"""

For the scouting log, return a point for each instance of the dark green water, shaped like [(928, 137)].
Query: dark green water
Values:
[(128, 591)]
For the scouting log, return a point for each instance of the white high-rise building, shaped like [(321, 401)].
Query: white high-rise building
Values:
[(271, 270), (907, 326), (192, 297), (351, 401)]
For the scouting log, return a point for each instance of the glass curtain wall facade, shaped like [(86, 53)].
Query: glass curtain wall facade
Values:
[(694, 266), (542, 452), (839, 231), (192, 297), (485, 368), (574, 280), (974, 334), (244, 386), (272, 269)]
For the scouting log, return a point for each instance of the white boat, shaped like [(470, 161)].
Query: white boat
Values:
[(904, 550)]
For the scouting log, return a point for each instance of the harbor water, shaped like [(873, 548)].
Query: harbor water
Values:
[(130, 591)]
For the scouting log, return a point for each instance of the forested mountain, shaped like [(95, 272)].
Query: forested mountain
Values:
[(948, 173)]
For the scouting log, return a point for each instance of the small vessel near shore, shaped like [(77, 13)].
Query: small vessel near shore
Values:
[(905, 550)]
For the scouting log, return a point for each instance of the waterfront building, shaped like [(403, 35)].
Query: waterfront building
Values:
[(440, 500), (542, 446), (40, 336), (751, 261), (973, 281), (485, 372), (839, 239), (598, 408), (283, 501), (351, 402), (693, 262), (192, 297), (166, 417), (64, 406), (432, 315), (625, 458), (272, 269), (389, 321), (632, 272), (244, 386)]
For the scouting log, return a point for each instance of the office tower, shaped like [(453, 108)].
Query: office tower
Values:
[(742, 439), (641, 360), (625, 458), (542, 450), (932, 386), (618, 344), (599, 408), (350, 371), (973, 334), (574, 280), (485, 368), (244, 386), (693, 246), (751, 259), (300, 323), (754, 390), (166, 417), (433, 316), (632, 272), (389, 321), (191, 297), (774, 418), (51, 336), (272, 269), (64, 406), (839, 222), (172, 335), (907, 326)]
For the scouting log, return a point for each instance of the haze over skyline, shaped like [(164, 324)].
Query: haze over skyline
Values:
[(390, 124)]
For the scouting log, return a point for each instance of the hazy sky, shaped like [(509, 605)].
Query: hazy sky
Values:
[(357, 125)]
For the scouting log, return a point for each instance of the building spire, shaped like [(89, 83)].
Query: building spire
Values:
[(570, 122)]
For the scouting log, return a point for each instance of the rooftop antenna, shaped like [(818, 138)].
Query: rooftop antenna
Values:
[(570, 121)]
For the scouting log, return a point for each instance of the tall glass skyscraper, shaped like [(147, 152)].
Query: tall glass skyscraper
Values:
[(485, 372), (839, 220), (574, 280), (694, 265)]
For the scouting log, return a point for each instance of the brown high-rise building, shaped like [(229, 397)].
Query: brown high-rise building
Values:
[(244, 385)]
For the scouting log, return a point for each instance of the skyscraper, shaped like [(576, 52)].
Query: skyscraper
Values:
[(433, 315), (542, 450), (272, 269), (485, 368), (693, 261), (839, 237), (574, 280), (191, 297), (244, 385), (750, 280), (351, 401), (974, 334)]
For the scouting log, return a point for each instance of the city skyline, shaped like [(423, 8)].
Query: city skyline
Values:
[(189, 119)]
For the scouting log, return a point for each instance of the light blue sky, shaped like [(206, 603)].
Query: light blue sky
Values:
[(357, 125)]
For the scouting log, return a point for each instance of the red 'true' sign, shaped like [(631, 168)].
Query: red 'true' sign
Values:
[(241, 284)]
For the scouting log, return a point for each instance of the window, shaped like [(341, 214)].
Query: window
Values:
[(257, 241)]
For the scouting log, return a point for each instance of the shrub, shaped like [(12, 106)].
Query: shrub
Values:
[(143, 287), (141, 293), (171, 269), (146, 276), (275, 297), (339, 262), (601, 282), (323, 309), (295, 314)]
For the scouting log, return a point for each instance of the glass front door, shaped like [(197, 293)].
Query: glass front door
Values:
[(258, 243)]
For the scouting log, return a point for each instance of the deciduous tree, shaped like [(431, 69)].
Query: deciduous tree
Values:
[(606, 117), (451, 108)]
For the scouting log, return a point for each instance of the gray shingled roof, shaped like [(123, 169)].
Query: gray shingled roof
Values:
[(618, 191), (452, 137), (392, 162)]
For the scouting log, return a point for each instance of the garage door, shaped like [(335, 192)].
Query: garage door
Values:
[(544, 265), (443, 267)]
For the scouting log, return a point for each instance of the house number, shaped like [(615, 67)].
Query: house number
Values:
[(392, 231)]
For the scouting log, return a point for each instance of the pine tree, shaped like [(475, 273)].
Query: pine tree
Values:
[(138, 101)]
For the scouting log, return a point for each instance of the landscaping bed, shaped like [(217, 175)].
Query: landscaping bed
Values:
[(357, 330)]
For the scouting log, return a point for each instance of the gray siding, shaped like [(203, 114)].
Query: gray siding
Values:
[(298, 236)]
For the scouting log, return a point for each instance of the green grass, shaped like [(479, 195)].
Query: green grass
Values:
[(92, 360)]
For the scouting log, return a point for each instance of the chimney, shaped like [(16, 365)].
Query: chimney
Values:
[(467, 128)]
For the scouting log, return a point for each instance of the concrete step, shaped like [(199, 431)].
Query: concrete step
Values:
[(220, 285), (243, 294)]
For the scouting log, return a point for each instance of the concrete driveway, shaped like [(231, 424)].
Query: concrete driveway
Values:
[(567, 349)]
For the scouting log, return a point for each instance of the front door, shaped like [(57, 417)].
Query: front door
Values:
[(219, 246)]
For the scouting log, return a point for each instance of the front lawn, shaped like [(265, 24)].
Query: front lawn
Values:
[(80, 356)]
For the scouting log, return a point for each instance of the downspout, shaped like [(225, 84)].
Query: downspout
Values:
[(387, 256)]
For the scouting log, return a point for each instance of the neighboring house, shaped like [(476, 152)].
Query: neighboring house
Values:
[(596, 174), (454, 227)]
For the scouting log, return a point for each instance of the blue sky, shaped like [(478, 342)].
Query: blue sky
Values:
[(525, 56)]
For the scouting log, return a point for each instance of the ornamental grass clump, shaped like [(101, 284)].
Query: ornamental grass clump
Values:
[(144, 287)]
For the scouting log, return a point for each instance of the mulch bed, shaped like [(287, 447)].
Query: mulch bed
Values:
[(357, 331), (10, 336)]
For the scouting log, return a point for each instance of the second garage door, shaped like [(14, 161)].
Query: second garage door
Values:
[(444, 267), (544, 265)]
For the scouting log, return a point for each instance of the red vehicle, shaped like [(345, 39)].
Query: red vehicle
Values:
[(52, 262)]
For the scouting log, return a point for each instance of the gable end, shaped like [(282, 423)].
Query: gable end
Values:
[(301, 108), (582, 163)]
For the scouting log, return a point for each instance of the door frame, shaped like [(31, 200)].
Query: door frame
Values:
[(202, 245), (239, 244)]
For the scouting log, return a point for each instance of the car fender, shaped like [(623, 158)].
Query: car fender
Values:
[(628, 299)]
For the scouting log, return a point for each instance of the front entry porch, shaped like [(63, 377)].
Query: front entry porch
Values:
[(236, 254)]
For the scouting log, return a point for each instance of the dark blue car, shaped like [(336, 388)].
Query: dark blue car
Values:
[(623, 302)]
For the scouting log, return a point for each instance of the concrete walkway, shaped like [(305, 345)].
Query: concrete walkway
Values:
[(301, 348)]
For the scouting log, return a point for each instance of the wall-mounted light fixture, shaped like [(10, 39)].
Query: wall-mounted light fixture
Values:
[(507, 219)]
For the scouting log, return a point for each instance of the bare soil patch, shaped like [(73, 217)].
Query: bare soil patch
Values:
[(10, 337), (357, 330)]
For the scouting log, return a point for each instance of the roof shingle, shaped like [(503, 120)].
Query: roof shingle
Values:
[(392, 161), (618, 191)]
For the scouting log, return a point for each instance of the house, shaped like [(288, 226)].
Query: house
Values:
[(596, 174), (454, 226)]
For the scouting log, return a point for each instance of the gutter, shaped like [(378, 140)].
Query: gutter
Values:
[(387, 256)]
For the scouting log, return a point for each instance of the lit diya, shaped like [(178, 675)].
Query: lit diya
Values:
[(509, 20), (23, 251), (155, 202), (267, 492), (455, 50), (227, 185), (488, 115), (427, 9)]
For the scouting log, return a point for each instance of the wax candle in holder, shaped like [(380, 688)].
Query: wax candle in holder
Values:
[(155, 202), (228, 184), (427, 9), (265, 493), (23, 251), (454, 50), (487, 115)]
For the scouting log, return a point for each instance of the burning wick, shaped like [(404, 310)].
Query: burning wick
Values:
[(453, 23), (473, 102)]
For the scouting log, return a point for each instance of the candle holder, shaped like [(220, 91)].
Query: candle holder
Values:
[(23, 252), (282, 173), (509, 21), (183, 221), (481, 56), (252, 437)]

"""

> **WHAT THIS TASK INVOLVES**:
Please convert the listing, from its first line through the line containing "[(271, 270), (907, 326), (192, 297), (351, 401)]", into a Markdown table with a Row column holding each line's number and a Line column holding the line itself, omitting blank lines.

> **RESULT BELOW**:
| Row | Line |
|---|---|
| 1 | For the scouting log, return a point for each instance of the dark green water, shaped like [(928, 137)]. |
| 2 | Query: dark green water |
| 3 | Values: |
| 4 | [(128, 591)] |
| 5 | For the scouting log, return a point for each instance of the white high-rise building, shaped like [(321, 401)]. |
| 6 | Query: white high-rise building |
| 7 | Values: |
| 8 | [(271, 270), (907, 326), (192, 297), (351, 401)] |